Document excerpt:
-- Begin --

DevOps KPI

Stay in the loop

April 20, 2021

What are DevOps Key Performance Indicators

DevOps is about culture, enabled by the implementation of best practices and appropriate tools. This approach aims to improve the design of software products and services, using constant feedback and continuous monitoring. However, to ensure the efficiency of this approach, it is better to know which metrics to evaluate.

MTT-R Mean Time to R-

This one is a bit tricky because the MTTR can represent 4 different measures since the R can mean “repair”, “recovery”, “respond” or “resolve” and even though these measures may seem similar, each one has its own meaning.
Consequently, it’ s important to have fully integrated the communication principle promoted by DevOps and to clarify which MTTR we are talking about. Before starting to measure your MTTR, your teams must agree on what is going to be tracked and make sure that everyone is talking about the same thing.

Mean Time to Repair

MTTR (mean time to repair) is the average time required to repair a system. MTTR is a critical measure of the maintainability of systems, whether they are applications or infrastructures. MTTR is the value used to assess the efficiency of the recovery of these systems when an IT incident occurs. The MTTR is particularly valuable since nearly 90% of the repair MTTR is dedicated to problem identification.

-- End --

Extracted information:
-- Begin --

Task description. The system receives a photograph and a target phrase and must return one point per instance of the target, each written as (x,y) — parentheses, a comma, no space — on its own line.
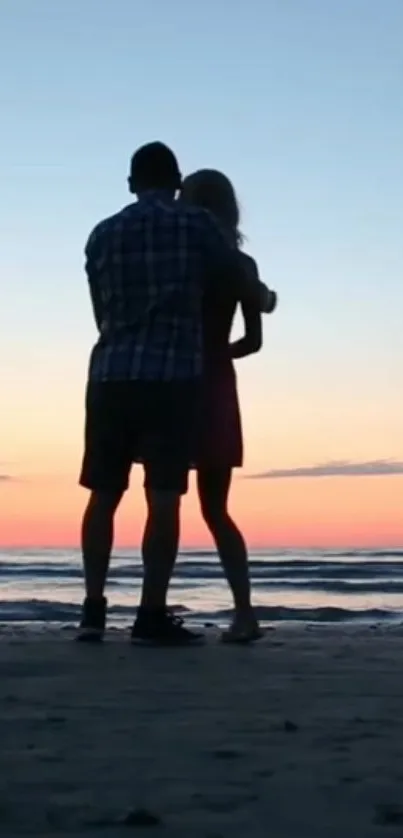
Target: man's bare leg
(97,541)
(154,624)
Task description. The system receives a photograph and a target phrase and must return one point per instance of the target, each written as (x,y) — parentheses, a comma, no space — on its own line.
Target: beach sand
(299,736)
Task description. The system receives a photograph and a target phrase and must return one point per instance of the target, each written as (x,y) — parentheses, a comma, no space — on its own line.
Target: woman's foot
(244,628)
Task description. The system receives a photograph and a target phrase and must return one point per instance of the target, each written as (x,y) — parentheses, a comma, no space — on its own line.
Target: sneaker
(162,628)
(93,621)
(243,631)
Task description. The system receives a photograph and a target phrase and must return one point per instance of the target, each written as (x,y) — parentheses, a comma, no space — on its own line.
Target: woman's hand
(268,299)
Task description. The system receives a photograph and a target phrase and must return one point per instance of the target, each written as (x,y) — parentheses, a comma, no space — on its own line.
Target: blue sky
(300,103)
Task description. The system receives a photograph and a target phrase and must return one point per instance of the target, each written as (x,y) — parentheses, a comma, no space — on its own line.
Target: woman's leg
(213,487)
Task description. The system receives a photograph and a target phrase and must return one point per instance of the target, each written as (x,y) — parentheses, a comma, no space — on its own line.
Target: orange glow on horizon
(327,512)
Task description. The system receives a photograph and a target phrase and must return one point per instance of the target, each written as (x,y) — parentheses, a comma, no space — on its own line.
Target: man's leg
(97,540)
(166,479)
(159,547)
(105,472)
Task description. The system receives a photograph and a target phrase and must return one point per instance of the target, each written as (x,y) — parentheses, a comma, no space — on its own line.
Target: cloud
(337,468)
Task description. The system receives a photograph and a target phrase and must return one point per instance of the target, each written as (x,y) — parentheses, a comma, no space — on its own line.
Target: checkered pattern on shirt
(145,267)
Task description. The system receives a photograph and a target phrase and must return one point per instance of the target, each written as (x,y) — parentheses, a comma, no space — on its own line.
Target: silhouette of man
(147,268)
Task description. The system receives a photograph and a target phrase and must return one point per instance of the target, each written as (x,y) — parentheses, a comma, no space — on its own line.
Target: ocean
(39,587)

-- End --

Task requirements: Can you write out the entire DevOps KPI article word for word, from its title through the last sentence?

Written solution:
DevOps KPI

Stay in the loop

April 20, 2021

What are DevOps Key Performance Indicators

DevOps is about culture, enabled by the implementation of best practices and appropriate tools. This approach aims to improve the design of software products and services, using constant feedback and continuous monitoring. However, to ensure the efficiency of this approach, it is better to know which metrics to evaluate.

MTT-R Mean Time to R-

This one is a bit tricky because the MTTR can represent 4 different measures since the R can mean “repair”, “recovery”, “respond” or “resolve” and even though these measures may seem similar, each one has its own meaning.
Consequently, it’ s important to have fully integrated the communication principle promoted by DevOps and to clarify which MTTR we are talking about. Before starting to measure your MTTR, your teams must agree on what is going to be tracked and make sure that everyone is talking about the same thing.

Mean Time to Repair

MTTR (mean time to repair) is the average time required to repair a system. MTTR is a critical measure of the maintainability of systems, whether they are applications or infrastructures. MTTR is the value used to assess the efficiency of the recovery of these systems when an IT incident occurs. The MTTR is particularly valuable since nearly 90% of the repair MTTR is dedicated to problem identification.